SOURCE TEXT
+ + + + + + +

5 Easy Ways To Be More Productive At Work

Be More Productive At Work

We all want to be more productive at work, especially if it helps eliminate those long days (and nights) or makes work more enjoyable. But what’s the best way to boost your productivity?

At Base, we spend a lot of time thinking about how we can make our customers more productive. It is our mission after all, to make you and your team 10x more productive. (That’s a lot of times more productive!) There are many tips and techniques out there. From the simple ones, like keeping a task list, to the other ones (we’ll call them… complex), like listening to classical music while walking on the treadmill and answering emails. The simple techniques often work the best – and you can take baby steps to get there. Here are some easy-to-implement techniques that will help you boost productivity and add more time to each day:

Get (more) organized

I know, this seems obvious. Organized people get more done. But have you examined your organization techniques? That is, are you sure your processes are the best way to get each and every daily task finished, or did you start randomly flagging your emails years ago, with little rhyme or reason, and still do the exact same thing today?

The best way to organize is to figure out what works for you. Set some simple guidelines for yourself and use the tools that you have at your disposal. For example, if you typically flag important emails with a red flag and it’s the only one you use, perhaps it’s time to expand your options. Define three flags – one for important items to be responded to today, one for tasks to accomplish this week, one for emails on the backburner. Then take it a step further and define a timeframe for your backburner: once a week you block off an hour or two to address these emails, tasks or whatever they may be.

Rethink Your Meetings

Another simple way to organize is to make the best use of your calendar. In meetings non-stop? Start scheduling them for 50 minutes instead of an hour or 25 minutes instead of 30. This gives you time to gather your thoughts before hopping into the next and you can even be on time! In addition, block off time to just work. Mark it as a “do not schedule” time. Make sure you know exactly what you’re doing during that time to make the most out of your blocked time.

Make a “stop doing” list

I wanted to mention my personal favorite, the to-do list, but pretty much everyone has one of those. So instead, let’s talk about its’ not-so-popular brother: the stop doing list. What exactly does that mean? The stop doing list is exactly what it seems – a list of things to stop doing. Everyone has bad habits at work, so choose some reasonable goals and work toward changing those habits.

+ + + + + + +

WHAT TO DO
Quote the productivity article word for word, everything from "Get (more) organized" down to "same thing today?". The listing below comes from a separate source and is unrelated to the productivity article.

DATASET EXCERPT
+ + + + + + +

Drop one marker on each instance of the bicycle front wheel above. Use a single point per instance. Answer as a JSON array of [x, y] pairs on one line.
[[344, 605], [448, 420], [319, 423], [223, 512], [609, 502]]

+ + + + + + +

THE SOLUTION
Get (more) organized

I know, this seems obvious. Organized people get more done. But have you examined your organization techniques? That is, are you sure your processes are the best way to get each and every daily task finished, or did you start randomly flagging your emails years ago, with little rhyme or reason, and still do the exact same thing today?